==== RECORDS SHOWN

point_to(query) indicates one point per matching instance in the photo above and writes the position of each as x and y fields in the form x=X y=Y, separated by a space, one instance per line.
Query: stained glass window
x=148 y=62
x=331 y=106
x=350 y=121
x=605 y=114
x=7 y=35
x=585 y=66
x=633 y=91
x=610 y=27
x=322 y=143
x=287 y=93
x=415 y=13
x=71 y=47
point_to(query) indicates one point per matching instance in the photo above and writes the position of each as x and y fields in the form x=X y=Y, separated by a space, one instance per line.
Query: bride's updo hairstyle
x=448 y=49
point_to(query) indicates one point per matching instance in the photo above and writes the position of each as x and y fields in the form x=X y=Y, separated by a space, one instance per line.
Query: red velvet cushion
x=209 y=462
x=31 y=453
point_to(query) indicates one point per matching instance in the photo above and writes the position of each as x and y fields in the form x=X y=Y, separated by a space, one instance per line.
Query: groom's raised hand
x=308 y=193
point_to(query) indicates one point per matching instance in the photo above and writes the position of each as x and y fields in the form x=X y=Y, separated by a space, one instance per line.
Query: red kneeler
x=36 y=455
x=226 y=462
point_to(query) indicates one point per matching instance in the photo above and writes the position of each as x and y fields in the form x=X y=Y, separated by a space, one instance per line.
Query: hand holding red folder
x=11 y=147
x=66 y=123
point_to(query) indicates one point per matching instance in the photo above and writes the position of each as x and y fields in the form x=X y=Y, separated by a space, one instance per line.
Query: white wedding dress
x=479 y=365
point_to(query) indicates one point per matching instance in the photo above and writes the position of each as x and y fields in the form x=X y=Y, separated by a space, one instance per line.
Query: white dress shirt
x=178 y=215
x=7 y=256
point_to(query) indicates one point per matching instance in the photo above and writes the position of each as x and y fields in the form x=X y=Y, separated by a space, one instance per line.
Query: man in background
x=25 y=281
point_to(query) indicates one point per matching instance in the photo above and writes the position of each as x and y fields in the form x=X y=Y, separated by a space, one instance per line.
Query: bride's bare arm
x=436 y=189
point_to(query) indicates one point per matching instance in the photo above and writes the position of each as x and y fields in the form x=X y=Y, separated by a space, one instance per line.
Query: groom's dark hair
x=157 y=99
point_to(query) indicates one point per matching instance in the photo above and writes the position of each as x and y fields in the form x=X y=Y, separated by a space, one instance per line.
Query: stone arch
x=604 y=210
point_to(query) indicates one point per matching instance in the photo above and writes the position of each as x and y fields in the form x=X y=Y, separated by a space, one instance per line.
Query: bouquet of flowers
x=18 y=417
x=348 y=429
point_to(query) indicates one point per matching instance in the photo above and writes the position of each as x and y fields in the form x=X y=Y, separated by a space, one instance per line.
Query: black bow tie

========

** DIRECTIONS FOR THIS TASK **
Express the records as a two-column CSV with the columns text and answer, starting at the beginning of the records and ending at the line that contains "x=308 y=193". Give one row per item, with its text and its answer each in a single quoted field and line breaks replaced by spaces.

** RESPONSE FOR THIS EXERCISE **
text,answer
"point_to(query) indicates one point per matching instance in the photo above and writes the position of each as x and y fields in the form x=X y=Y, separated by a space, one instance per line. Query: stained glass window","x=148 y=62 x=331 y=106 x=350 y=121 x=605 y=114 x=7 y=35 x=585 y=66 x=633 y=91 x=610 y=27 x=322 y=143 x=287 y=93 x=415 y=13 x=71 y=47"
"point_to(query) indicates one point per matching instance in the photo above and writes the position of each as x and y fields in the form x=X y=Y, separated by a space, one instance per line. Query: bride's updo hairstyle","x=448 y=49"
"point_to(query) indicates one point per matching instance in the photo above and writes the position of each as x and y fields in the form x=X y=Y, separated by a space, one instance per line. Query: red velvet cushion","x=209 y=462 x=31 y=453"
"point_to(query) indicates one point per matching instance in the photo above and writes the position of each as x and y fields in the form x=X y=Y, separated by a space, one instance per line. Query: groom's raised hand","x=308 y=193"